Robust methylation-based classification of brain tumors using nanopore sequencing

Abstract

DNA methylation-based classification of cancer provides a comprehensive molecular approach to diagnose tumors. In fact, DNA methylation profiling of human brain tumors already profoundly impacts clinical neuro-oncology. However, current implementations using hybridization microarrays are time-consuming and costly. We recently reported on shallow nanopore whole-genome sequencing for rapid and cost-effective generation of genome-wide 5-methylcytosine profiles as input to supervised classification using random forests complemented by a medium-resolution copy number profile derived from the same raw data. Here, we demonstrate that this approach allows to discriminate a wide spectrum of primary brain tumors using public reference data of 82 distinct tumor entities. We developed a pseudo-probability score as a confidence score for interpretation in a clinical context. Using bootstrap sampling in a discovery cohort of N = 56 cases, we find that a minimum set of 1,000 random CpG features is sufficient for high-confidence classification by ad hoc random forests for most cases and demonstrate robustness across laboratories with matching results in 13/13 cases. When applying the confidence score threshold to an independent validation series (N = 111), the method demonstrated 100% specificity for the remaining 93 cases. In a prospective benchmarking (N = 15), median time to results was 21.1 hours. In conclusion, nanopore sequencing allows robust and rapid methylation-based classification across the full spectrum of brain tumors. The integrated confidence score facilitates possible clinical implementation, while requiring further prospective evaluation.

▶ _TRY IT_:
In the brain tumor abstract, what was the median time to results in the prospective benchmarking?

▶ _AVAILABLE DATA_:

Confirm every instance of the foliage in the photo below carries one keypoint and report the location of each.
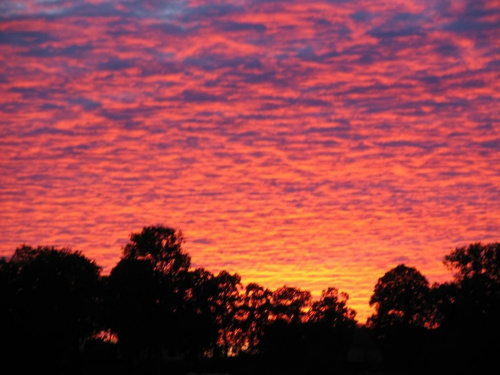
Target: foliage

▶ _EXERCISE RESPONSE_:
21.1 hours